----- Quoted passage
Early this Sunday morning, clocks in most places in North America fell back by one hour, to Standard Time. (Okay, so a whole lot of smart phones jumped the gun, so to speak, a week early. Maybe courtesy of a Halloween gremlin?)
Falling back and springing forward has been happening for decades. The idea was to save energy. Or to lengthen summer evenings and not have the crack of dawn arrive at 4 a.m. Until recently, the change happened every 6 months, but “since 2007, in areas of Canada and the United States of America in which it is used, daylight saving time begins on the second Sunday of March and ends on the first Sunday of November.” (So says Wikipedia.)
As you read this, keep in mind that the tilt of the Earth relative to the Sun, and the consequent changes in day length in different places, is real and unchangeable (at least by us humans). Clock time, on the other hand, is a human construct. Until the past couple of centuries, humans managed their sleeping and waking by the sun. Now most of us are governed by clocks and artificial light.
For the past decade or so, there has been a lot of grumbling about the semiannual clock change, especially in spring, when suddenly you’re late or sleep deprived, or both. Serious proposals have been made to just stop this nonsense already. The province of British Columbia and a handful of US western states were working out a plan for permanent Daylight Saving Time just before the Covid pandemic began. The rationale was, we’re on DST for 8 months of the year already; why not just keep it year round? Like many other things, the plan was derailed by the virus.
Recently, I’ve heard and read arguments against permanent DST and in favour of permanent Standard Time. Experts on sleep (not cats, but people who study sleep scientifically) say that year round DST would diverge too much from the natural sleep-wake cycle baked into our physiology. Especially in northern latitudes, sunrise in winter would happen as late as 10 a.m., which would mess us up as much as the twice a year clock change, only the effect would be of longer duration. So we’d experience more grumpiness, accidents, heart attacks, etc.
----------
----- Supplied data
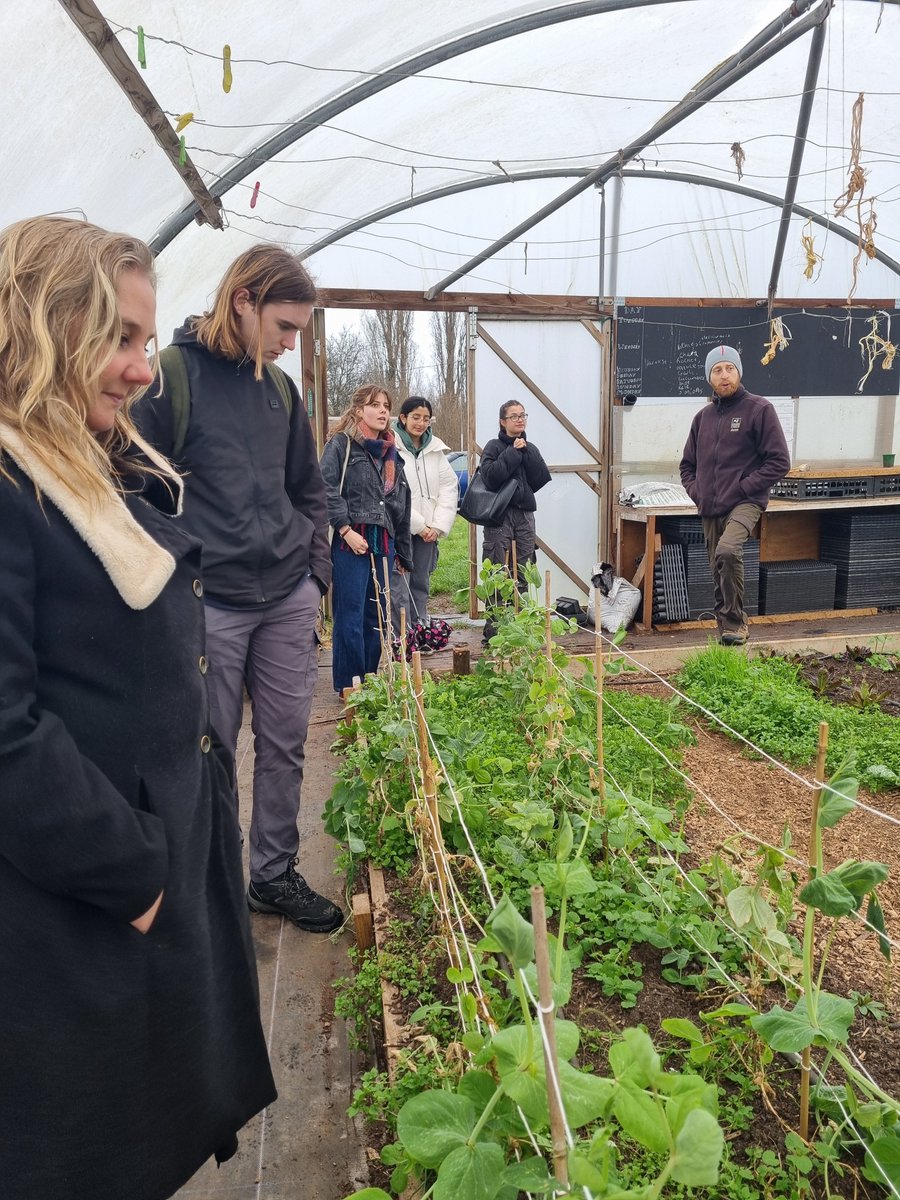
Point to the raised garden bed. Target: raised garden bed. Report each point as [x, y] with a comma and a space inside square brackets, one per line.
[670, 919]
----------
----- Supplied data
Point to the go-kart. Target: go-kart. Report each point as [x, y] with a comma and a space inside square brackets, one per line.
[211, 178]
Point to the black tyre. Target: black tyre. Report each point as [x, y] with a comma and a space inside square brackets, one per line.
----------
**Work instructions**
1. Please copy word for word the part of the daylight saving time passage starting with "Falling back and" and going on through "and artificial light.".
2. Continue the passage on daylight saving time from its last sentence.
The items have nothing to do with the passage on clock changes.

**Per-task answers**
1.
Falling back and springing forward has been happening for decades. The idea was to save energy. Or to lengthen summer evenings and not have the crack of dawn arrive at 4 a.m. Until recently, the change happened every 6 months, but “since 2007, in areas of Canada and the United States of America in which it is used, daylight saving time begins on the second Sunday of March and ends on the first Sunday of November.” (So says Wikipedia.)
As you read this, keep in mind that the tilt of the Earth relative to the Sun, and the consequent changes in day length in different places, is real and unchangeable (at least by us humans). Clock time, on the other hand, is a human construct. Until the past couple of centuries, humans managed their sleeping and waking by the sun. Now most of us are governed by clocks and artificial light.

2.
It seems that morning light has all kinds of benefits, both mental and physical. Forcing people to get up and out while their brain and body think they should still be asleep has bad effects such as depression, anxiety, sleep problems, and even obesity. Standard Time synchs clocks with sunrise better than Daylight Time would if the latter were maintained in winter. The later sunrises and lingering evenings of Daylight Time in summer are not shown to have those fundamental benefits.
These arguments do make sense to me, now that I’ve heard them expressed by different experts and thought about them for a while. To be truthful, the clock changes didn’t bother me that much when I was working, but then I’m lucky to have few problems getting to sleep and staying that way for at least 7 hours. And now that I’m retired, being on time isn’t as important. I lived in the province of Saskatchewan for twelve years (1980 to 1992), where permanent Standard Time is in place, with no plans to change, as far as I know. The only inconvenience there was figuring out what time it was in other places before making a phone call.
What do you think of the semiannual clock change? Are you okay with “Spring forward, fall back,” or do you want it done away with?